» **WHAT IS REQUIRED**
Find every line in the data that contains the word "hand". Return each of those lines.

(Point-per-instance localization data)
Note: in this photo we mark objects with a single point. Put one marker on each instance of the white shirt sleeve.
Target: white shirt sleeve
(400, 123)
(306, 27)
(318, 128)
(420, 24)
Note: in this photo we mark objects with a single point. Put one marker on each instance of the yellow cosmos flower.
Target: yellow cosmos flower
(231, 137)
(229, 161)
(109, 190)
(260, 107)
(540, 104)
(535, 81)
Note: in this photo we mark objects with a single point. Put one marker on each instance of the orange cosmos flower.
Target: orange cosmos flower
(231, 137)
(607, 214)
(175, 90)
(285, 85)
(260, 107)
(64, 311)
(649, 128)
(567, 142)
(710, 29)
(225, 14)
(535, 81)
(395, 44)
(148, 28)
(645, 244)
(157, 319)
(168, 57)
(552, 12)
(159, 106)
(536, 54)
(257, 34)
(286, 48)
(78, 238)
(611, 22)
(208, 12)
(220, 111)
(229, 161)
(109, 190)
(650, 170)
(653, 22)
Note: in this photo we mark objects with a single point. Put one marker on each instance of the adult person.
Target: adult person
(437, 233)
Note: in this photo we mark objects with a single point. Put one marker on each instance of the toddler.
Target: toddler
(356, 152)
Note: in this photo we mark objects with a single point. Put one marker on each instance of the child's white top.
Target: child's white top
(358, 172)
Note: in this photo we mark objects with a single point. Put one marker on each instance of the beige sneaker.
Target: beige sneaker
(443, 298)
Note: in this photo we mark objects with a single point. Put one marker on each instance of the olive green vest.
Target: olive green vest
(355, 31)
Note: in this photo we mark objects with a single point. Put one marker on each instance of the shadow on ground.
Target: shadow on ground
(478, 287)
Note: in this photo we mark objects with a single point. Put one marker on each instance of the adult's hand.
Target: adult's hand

» **ANSWER SPACE**
Note: in this photo we mark objects with a single point. Put one marker on each instance of the adult's hand.
Target: adult's hand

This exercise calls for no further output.